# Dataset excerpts
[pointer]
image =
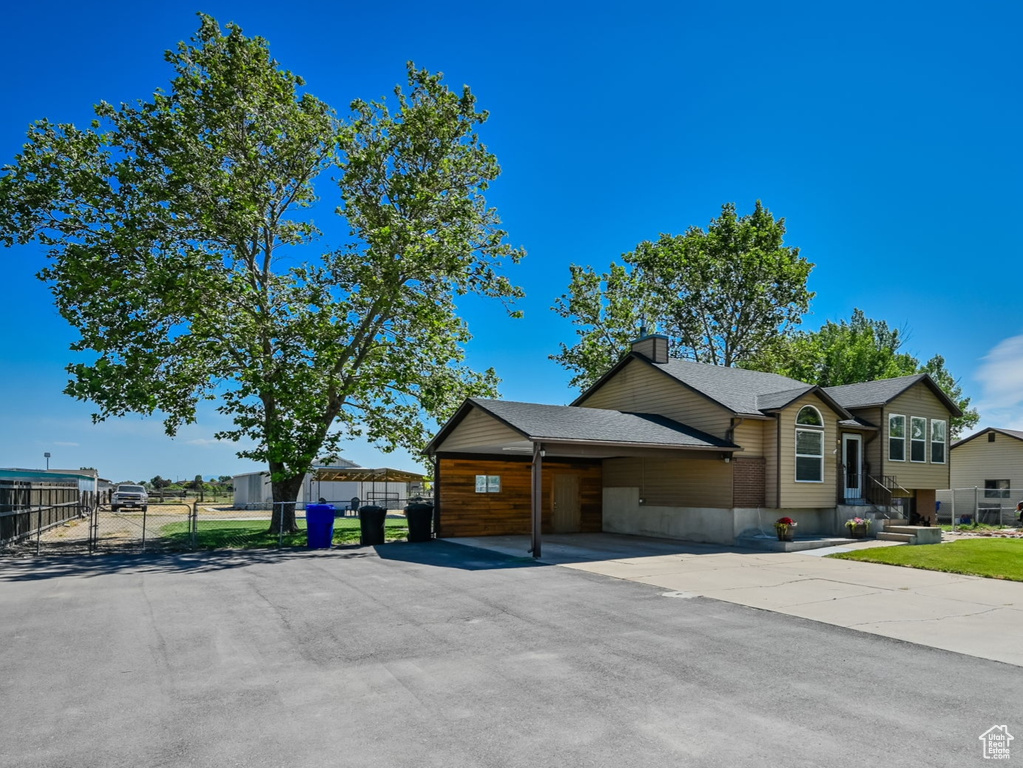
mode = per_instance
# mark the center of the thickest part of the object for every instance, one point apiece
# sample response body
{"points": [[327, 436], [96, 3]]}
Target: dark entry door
{"points": [[567, 507]]}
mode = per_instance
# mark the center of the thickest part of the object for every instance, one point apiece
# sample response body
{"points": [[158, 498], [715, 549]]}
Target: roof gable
{"points": [[1008, 433], [883, 391], [565, 423], [737, 390]]}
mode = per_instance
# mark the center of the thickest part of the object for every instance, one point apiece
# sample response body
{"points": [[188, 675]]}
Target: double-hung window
{"points": [[939, 438], [809, 446], [996, 489], [896, 438], [918, 439]]}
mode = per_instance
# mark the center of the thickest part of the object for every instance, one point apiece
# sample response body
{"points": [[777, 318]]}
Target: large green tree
{"points": [[182, 251], [720, 295], [854, 351]]}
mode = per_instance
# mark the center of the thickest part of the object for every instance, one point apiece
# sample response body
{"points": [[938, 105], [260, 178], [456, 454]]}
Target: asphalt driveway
{"points": [[438, 654], [963, 614]]}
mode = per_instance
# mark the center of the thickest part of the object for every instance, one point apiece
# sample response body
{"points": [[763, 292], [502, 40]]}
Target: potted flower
{"points": [[858, 527], [786, 529]]}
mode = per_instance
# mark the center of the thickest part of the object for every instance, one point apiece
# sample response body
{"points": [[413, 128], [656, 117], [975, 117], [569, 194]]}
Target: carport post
{"points": [[537, 501]]}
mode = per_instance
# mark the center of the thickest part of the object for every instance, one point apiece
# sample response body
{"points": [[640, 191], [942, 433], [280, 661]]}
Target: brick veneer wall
{"points": [[748, 482]]}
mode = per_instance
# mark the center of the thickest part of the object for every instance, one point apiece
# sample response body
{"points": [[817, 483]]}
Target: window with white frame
{"points": [[939, 437], [896, 438], [809, 446], [918, 439], [996, 489]]}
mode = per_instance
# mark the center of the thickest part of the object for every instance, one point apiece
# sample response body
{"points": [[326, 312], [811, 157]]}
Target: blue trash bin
{"points": [[319, 526]]}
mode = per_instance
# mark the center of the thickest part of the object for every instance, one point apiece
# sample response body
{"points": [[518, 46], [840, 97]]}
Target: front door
{"points": [[853, 461], [566, 500]]}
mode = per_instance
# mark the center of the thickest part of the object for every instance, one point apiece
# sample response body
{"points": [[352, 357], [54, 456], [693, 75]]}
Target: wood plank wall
{"points": [[465, 512]]}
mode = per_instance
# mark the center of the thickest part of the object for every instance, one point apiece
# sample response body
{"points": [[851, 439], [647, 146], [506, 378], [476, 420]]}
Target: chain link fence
{"points": [[988, 506], [79, 528]]}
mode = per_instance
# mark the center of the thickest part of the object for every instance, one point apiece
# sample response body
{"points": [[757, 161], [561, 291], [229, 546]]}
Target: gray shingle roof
{"points": [[737, 389], [873, 393], [566, 422], [781, 399], [1009, 433]]}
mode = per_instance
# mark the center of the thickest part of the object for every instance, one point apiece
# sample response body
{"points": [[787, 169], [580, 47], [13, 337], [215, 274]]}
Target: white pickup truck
{"points": [[130, 496]]}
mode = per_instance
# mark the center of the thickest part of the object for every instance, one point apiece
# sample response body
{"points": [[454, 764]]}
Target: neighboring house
{"points": [[667, 447], [990, 460]]}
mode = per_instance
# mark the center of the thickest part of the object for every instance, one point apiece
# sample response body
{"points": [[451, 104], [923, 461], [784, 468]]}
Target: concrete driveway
{"points": [[436, 654], [962, 614]]}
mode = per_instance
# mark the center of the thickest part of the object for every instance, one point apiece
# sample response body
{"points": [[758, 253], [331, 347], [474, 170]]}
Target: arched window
{"points": [[809, 445]]}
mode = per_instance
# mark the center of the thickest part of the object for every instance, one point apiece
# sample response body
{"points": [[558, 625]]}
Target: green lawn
{"points": [[994, 558], [214, 534]]}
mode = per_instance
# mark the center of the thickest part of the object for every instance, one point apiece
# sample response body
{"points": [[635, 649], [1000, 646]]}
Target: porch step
{"points": [[912, 534], [904, 538]]}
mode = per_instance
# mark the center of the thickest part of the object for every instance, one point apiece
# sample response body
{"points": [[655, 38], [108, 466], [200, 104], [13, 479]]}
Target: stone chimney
{"points": [[654, 347]]}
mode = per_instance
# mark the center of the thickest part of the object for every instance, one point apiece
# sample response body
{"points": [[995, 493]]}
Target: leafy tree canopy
{"points": [[860, 350], [720, 295], [177, 233]]}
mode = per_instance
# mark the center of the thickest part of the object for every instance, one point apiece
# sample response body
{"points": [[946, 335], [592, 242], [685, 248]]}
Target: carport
{"points": [[505, 468], [374, 477]]}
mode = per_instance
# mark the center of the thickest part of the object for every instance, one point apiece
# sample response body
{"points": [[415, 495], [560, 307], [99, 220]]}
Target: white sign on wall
{"points": [[488, 483]]}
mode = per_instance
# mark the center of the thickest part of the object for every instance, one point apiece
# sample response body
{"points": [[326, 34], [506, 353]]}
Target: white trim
{"points": [[943, 442], [904, 437], [812, 431], [915, 440]]}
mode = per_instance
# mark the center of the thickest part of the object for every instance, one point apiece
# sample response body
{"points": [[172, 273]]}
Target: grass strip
{"points": [[992, 558], [213, 534]]}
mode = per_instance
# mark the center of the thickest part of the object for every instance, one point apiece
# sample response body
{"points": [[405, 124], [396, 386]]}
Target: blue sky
{"points": [[886, 134]]}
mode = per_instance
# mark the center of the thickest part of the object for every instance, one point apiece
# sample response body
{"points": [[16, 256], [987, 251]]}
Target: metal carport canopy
{"points": [[365, 475]]}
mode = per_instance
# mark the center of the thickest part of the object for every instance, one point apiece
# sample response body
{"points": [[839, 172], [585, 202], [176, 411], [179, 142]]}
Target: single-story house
{"points": [[673, 448], [990, 460]]}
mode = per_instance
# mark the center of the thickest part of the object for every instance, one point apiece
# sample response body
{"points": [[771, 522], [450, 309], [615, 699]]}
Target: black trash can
{"points": [[420, 517], [371, 525]]}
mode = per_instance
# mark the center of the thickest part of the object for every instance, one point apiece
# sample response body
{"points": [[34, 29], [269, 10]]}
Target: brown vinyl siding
{"points": [[917, 401], [476, 430], [704, 482], [796, 495], [750, 435], [465, 512], [978, 460], [639, 389], [770, 463]]}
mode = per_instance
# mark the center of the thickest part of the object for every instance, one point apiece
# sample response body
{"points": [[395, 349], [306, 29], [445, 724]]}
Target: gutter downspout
{"points": [[537, 500], [777, 461], [437, 496], [737, 421]]}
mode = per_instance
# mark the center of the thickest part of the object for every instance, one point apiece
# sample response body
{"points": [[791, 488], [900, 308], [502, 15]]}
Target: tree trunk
{"points": [[285, 494]]}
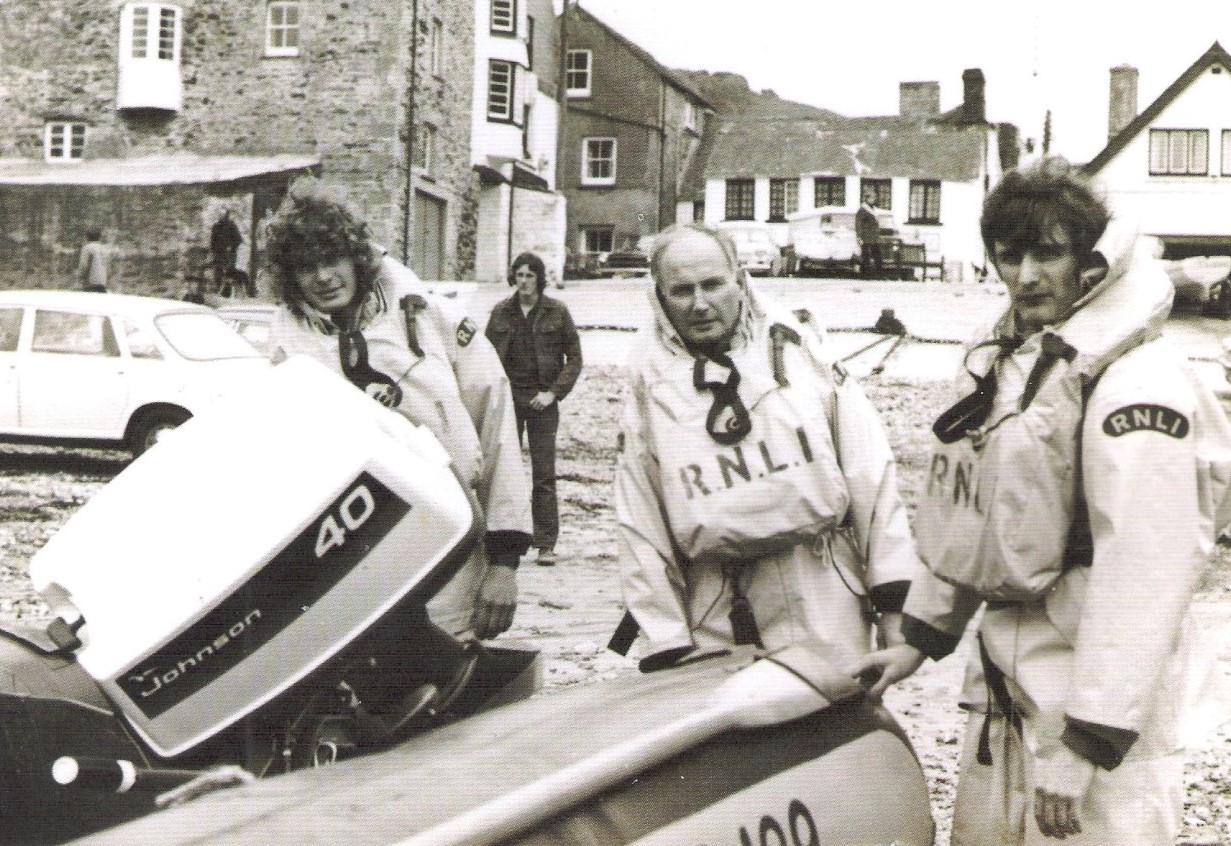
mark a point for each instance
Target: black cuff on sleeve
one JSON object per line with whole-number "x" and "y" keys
{"x": 667, "y": 658}
{"x": 1102, "y": 744}
{"x": 890, "y": 597}
{"x": 506, "y": 542}
{"x": 932, "y": 642}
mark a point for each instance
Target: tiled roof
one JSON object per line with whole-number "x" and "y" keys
{"x": 1215, "y": 56}
{"x": 880, "y": 147}
{"x": 692, "y": 186}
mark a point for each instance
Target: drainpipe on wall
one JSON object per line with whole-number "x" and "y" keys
{"x": 509, "y": 234}
{"x": 408, "y": 214}
{"x": 561, "y": 95}
{"x": 662, "y": 155}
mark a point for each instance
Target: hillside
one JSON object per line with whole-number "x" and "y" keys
{"x": 731, "y": 96}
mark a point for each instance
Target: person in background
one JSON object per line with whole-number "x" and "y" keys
{"x": 755, "y": 487}
{"x": 224, "y": 240}
{"x": 346, "y": 303}
{"x": 867, "y": 232}
{"x": 1074, "y": 495}
{"x": 95, "y": 270}
{"x": 541, "y": 351}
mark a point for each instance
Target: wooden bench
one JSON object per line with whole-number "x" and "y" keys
{"x": 915, "y": 255}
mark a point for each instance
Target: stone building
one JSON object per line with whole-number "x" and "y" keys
{"x": 145, "y": 118}
{"x": 632, "y": 129}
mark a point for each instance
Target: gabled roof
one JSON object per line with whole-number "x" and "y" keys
{"x": 869, "y": 147}
{"x": 1215, "y": 56}
{"x": 169, "y": 169}
{"x": 669, "y": 75}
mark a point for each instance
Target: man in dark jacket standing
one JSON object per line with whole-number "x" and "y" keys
{"x": 539, "y": 347}
{"x": 224, "y": 240}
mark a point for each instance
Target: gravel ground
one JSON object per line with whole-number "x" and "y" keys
{"x": 569, "y": 611}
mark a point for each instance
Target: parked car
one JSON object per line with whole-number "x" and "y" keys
{"x": 755, "y": 245}
{"x": 251, "y": 320}
{"x": 81, "y": 368}
{"x": 632, "y": 260}
{"x": 824, "y": 240}
{"x": 1202, "y": 283}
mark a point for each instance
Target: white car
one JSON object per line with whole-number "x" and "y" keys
{"x": 81, "y": 368}
{"x": 757, "y": 251}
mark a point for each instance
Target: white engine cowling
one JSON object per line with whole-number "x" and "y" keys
{"x": 251, "y": 546}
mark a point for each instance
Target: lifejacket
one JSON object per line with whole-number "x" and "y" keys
{"x": 776, "y": 482}
{"x": 1002, "y": 511}
{"x": 417, "y": 383}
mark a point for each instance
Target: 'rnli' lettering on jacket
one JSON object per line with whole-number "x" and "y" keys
{"x": 1145, "y": 418}
{"x": 733, "y": 466}
{"x": 996, "y": 512}
{"x": 962, "y": 484}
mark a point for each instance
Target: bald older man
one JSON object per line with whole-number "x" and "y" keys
{"x": 755, "y": 487}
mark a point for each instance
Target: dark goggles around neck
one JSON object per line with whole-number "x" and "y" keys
{"x": 970, "y": 413}
{"x": 352, "y": 352}
{"x": 728, "y": 421}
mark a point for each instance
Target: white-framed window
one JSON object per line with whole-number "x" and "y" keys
{"x": 436, "y": 47}
{"x": 501, "y": 91}
{"x": 877, "y": 192}
{"x": 741, "y": 200}
{"x": 282, "y": 27}
{"x": 150, "y": 36}
{"x": 597, "y": 239}
{"x": 154, "y": 32}
{"x": 63, "y": 141}
{"x": 504, "y": 17}
{"x": 1179, "y": 152}
{"x": 692, "y": 116}
{"x": 829, "y": 191}
{"x": 925, "y": 202}
{"x": 577, "y": 72}
{"x": 598, "y": 161}
{"x": 783, "y": 198}
{"x": 425, "y": 147}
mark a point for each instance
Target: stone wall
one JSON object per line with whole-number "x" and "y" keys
{"x": 342, "y": 100}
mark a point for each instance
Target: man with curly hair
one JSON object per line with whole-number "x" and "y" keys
{"x": 350, "y": 306}
{"x": 1074, "y": 496}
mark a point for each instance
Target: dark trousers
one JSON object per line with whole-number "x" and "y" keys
{"x": 539, "y": 430}
{"x": 870, "y": 257}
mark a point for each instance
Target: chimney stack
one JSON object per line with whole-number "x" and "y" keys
{"x": 1123, "y": 101}
{"x": 974, "y": 107}
{"x": 918, "y": 100}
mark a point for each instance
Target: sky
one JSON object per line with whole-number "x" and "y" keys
{"x": 851, "y": 57}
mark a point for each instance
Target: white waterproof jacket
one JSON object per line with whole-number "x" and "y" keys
{"x": 689, "y": 507}
{"x": 1099, "y": 656}
{"x": 457, "y": 389}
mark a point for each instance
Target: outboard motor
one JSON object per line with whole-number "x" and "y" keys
{"x": 251, "y": 592}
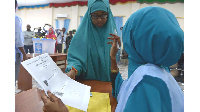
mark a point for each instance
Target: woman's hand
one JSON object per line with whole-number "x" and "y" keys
{"x": 52, "y": 103}
{"x": 71, "y": 74}
{"x": 114, "y": 49}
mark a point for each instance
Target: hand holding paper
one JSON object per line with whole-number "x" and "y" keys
{"x": 45, "y": 71}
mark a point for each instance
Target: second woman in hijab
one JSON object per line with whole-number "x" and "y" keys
{"x": 88, "y": 53}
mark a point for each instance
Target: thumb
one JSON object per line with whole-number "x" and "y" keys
{"x": 52, "y": 96}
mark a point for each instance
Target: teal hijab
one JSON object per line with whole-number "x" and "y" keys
{"x": 89, "y": 52}
{"x": 152, "y": 35}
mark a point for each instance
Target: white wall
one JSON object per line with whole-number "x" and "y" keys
{"x": 38, "y": 17}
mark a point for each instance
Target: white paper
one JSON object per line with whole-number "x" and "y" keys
{"x": 45, "y": 71}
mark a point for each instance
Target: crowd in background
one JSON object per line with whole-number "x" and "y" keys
{"x": 60, "y": 35}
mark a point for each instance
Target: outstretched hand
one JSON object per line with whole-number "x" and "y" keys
{"x": 52, "y": 103}
{"x": 114, "y": 49}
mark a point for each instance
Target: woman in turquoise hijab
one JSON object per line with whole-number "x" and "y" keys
{"x": 153, "y": 40}
{"x": 88, "y": 54}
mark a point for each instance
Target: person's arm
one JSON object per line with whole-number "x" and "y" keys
{"x": 52, "y": 103}
{"x": 23, "y": 52}
{"x": 114, "y": 68}
{"x": 25, "y": 35}
{"x": 18, "y": 38}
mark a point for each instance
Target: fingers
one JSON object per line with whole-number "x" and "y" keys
{"x": 110, "y": 43}
{"x": 52, "y": 96}
{"x": 43, "y": 96}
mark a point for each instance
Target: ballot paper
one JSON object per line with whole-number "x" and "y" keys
{"x": 45, "y": 71}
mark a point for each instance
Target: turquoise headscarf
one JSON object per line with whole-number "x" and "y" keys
{"x": 152, "y": 35}
{"x": 89, "y": 52}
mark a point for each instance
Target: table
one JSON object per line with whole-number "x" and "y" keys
{"x": 103, "y": 87}
{"x": 29, "y": 101}
{"x": 25, "y": 79}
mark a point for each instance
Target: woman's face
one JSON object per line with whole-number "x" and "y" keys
{"x": 99, "y": 18}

# What you have to do
Above are the entries. Output exactly the lines beginning with the line that has "Target: white-framed window" and ending with the line that has "Target: outboard motor".

# Solution for this problem
Target: white-framed window
one JSON object per line with whole-number "x" and "y" keys
{"x": 436, "y": 47}
{"x": 501, "y": 91}
{"x": 877, "y": 192}
{"x": 741, "y": 200}
{"x": 282, "y": 27}
{"x": 150, "y": 36}
{"x": 597, "y": 239}
{"x": 154, "y": 32}
{"x": 63, "y": 141}
{"x": 504, "y": 17}
{"x": 1179, "y": 152}
{"x": 692, "y": 116}
{"x": 829, "y": 191}
{"x": 925, "y": 202}
{"x": 577, "y": 72}
{"x": 598, "y": 161}
{"x": 783, "y": 198}
{"x": 425, "y": 147}
mark a point for each instance
Target: stone wall
one JSON object per line with whole-number "x" and "y" keys
{"x": 342, "y": 100}
mark a point for each instance
Target: man with curly hair
one JSON object per line with whole-number "x" and "y" keys
{"x": 350, "y": 306}
{"x": 1074, "y": 496}
mark a point for each instance
Target: dark trousers
one JSON object per line with whole-number "x" and "y" keys
{"x": 539, "y": 430}
{"x": 870, "y": 257}
mark a point for each instance
Target: chimney stack
one JSON object per line with whole-number "x" and "y" keys
{"x": 1123, "y": 101}
{"x": 974, "y": 107}
{"x": 918, "y": 100}
mark a point for each instance
Target: sky
one JSON object per line with whole-number "x" and "y" keys
{"x": 851, "y": 57}
mark a point for each instance
Target: white waterproof jacket
one JSON object per line with whole-number "x" and "y" keys
{"x": 689, "y": 507}
{"x": 1099, "y": 656}
{"x": 457, "y": 389}
mark a point for each instance
Target: outboard motor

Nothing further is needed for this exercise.